Point labeling examples
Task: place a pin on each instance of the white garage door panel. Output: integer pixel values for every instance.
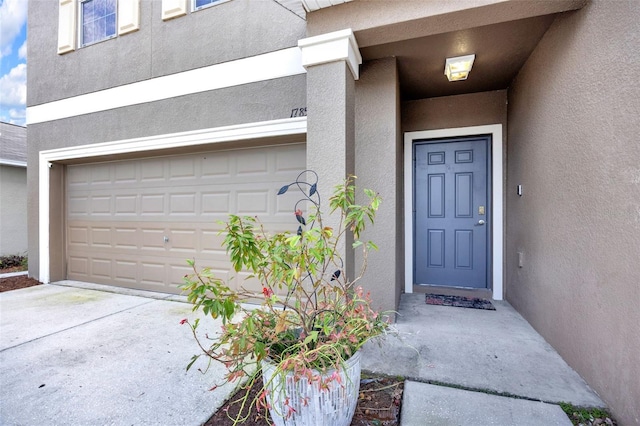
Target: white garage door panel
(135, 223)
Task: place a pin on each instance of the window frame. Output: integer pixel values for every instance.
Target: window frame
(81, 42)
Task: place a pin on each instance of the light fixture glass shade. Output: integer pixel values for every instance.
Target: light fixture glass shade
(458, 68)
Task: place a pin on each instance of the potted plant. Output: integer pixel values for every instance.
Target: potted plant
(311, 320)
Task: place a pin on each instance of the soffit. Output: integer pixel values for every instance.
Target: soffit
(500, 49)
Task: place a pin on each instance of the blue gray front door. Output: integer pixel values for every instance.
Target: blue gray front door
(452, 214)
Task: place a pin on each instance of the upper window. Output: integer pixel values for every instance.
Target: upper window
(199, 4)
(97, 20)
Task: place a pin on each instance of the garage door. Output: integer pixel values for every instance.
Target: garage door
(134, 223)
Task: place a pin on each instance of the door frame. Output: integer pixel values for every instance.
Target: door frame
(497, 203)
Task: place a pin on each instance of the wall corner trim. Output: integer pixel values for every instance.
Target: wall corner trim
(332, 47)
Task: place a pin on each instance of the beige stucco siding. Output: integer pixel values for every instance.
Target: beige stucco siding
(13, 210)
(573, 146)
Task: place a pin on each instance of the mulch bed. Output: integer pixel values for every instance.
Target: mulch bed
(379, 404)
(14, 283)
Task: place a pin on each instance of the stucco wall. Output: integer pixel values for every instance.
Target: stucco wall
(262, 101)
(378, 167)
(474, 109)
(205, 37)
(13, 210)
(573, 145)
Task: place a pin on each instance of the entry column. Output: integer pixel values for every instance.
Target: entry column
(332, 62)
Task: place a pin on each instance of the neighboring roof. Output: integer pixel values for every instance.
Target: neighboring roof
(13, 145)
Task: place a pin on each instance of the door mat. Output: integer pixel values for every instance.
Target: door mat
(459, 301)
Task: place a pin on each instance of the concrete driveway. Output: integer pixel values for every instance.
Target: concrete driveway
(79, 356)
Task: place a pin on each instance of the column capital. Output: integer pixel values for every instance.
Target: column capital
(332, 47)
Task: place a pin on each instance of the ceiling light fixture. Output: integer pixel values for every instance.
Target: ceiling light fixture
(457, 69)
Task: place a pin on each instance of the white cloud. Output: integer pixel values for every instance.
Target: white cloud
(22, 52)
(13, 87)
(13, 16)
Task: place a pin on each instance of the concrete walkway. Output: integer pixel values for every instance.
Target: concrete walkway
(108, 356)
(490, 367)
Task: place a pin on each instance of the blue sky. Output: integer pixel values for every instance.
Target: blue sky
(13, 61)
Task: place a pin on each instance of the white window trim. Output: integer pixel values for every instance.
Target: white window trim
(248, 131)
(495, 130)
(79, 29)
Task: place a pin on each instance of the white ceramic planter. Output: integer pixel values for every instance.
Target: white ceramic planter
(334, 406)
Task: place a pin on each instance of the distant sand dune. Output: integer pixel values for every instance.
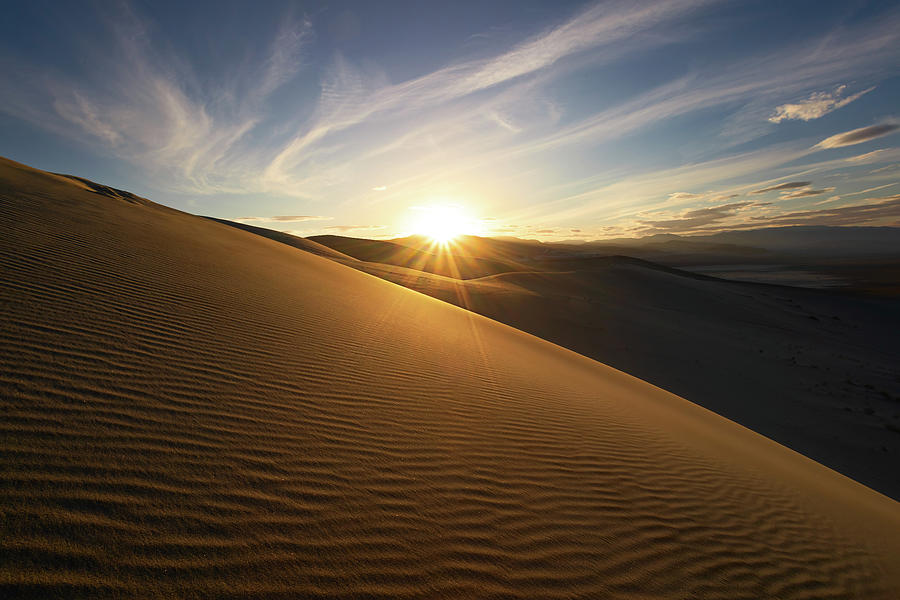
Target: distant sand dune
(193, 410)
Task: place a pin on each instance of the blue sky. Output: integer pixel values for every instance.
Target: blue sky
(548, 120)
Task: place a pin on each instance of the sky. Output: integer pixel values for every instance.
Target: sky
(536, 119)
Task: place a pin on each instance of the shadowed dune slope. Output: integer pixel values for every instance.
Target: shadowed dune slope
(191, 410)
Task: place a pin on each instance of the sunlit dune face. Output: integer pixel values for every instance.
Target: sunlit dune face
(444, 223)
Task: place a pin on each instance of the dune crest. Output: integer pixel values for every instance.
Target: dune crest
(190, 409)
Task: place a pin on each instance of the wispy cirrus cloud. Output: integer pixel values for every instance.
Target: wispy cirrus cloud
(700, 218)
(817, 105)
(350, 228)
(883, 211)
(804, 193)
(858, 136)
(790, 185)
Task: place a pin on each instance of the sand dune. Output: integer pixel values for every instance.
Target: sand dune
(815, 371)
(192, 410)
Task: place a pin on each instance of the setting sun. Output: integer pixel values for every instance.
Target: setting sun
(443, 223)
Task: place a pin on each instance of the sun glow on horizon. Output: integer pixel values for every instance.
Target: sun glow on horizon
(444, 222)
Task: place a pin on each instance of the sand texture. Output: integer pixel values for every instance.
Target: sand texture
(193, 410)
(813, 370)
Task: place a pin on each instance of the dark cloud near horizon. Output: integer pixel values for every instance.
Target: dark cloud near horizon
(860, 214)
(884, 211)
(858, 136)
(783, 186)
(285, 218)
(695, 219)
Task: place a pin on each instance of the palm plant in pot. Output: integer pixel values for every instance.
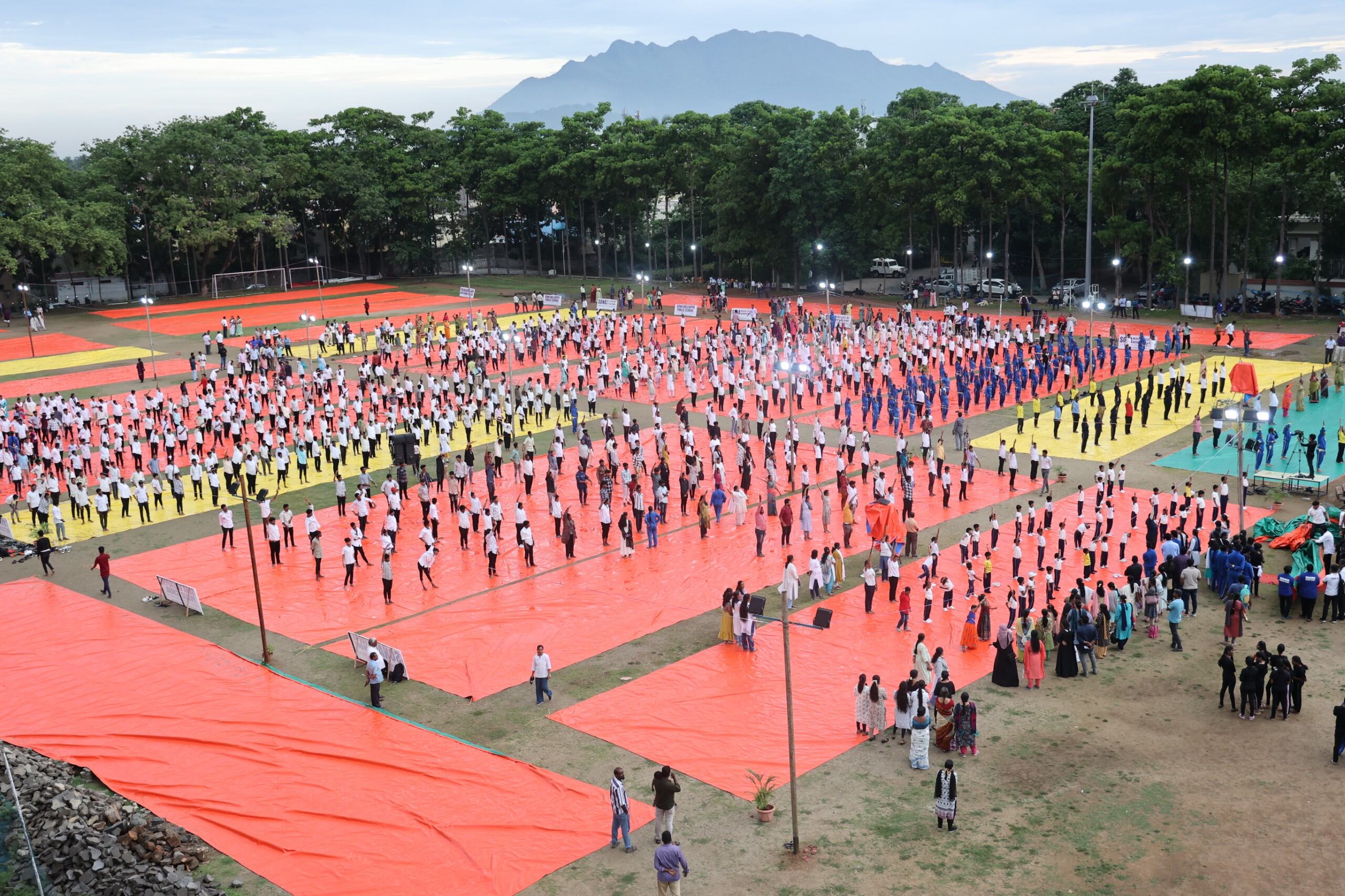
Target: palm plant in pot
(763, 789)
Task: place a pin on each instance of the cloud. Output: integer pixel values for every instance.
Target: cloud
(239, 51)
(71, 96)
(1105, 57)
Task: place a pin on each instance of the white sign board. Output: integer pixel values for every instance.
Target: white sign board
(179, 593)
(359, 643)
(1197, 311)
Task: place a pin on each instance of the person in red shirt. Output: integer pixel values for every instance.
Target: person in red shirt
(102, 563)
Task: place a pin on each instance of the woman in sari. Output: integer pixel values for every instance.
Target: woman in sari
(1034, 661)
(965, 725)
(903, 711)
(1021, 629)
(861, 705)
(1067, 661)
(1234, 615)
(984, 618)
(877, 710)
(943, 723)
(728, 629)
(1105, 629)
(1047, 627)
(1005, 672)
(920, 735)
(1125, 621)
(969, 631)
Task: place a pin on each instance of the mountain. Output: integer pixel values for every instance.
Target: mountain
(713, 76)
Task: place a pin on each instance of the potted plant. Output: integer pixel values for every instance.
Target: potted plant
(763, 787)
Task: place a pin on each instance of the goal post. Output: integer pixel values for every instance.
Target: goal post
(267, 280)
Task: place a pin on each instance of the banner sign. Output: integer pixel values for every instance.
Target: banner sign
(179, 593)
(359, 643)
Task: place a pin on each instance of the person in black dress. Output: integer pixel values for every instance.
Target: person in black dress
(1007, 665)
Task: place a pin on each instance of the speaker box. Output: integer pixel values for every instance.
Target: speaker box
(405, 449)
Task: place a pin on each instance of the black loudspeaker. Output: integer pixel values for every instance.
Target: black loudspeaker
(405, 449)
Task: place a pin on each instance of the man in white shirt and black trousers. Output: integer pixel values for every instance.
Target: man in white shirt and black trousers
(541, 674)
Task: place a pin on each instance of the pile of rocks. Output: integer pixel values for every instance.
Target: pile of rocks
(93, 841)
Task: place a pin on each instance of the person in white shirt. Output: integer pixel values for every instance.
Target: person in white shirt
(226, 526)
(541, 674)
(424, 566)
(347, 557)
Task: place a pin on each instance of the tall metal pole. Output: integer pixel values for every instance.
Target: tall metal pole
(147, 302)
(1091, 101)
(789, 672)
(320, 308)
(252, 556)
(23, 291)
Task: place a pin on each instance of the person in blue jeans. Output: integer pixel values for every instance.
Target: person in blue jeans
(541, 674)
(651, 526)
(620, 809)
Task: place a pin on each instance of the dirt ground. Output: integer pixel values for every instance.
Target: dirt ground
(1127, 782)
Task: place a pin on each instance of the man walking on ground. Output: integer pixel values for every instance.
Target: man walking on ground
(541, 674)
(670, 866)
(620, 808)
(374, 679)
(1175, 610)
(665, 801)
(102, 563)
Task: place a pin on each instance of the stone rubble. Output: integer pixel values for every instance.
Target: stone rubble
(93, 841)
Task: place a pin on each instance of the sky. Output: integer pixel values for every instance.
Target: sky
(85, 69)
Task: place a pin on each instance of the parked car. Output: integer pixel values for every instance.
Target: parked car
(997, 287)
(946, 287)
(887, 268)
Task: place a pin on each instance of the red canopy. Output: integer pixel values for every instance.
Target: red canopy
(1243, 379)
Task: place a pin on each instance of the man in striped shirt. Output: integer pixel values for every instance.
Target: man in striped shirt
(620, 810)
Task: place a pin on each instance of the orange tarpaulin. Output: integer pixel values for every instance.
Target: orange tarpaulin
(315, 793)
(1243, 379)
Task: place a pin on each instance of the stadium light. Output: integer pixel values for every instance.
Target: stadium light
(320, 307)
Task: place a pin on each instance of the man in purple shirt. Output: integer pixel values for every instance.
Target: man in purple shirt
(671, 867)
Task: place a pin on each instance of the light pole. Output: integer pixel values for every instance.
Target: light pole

• **WHAT TO PRODUCE**:
Print the line containing "Task: place a pin on each instance of the orange" and every line after it to the end of the records above, exactly as written, and nothing else.

• **EXERCISE SOLUTION**:
Task: place a pin on each instance of the orange tarpaulin. Output: integer pixel values for every instance.
Target: orange tarpaulin
(315, 793)
(1243, 379)
Task: place a pin on each instance of the stadium light. Output: integer pixel values for every instance.
Target: stadium light
(320, 307)
Task: place a pin on each instance of the man in purple shirt. Output: integer pixel values for every instance.
Target: man in purple shirt
(671, 867)
Task: place a pin on each instance of the light pole. Output: integer pixel values for every instance.
Target: light pole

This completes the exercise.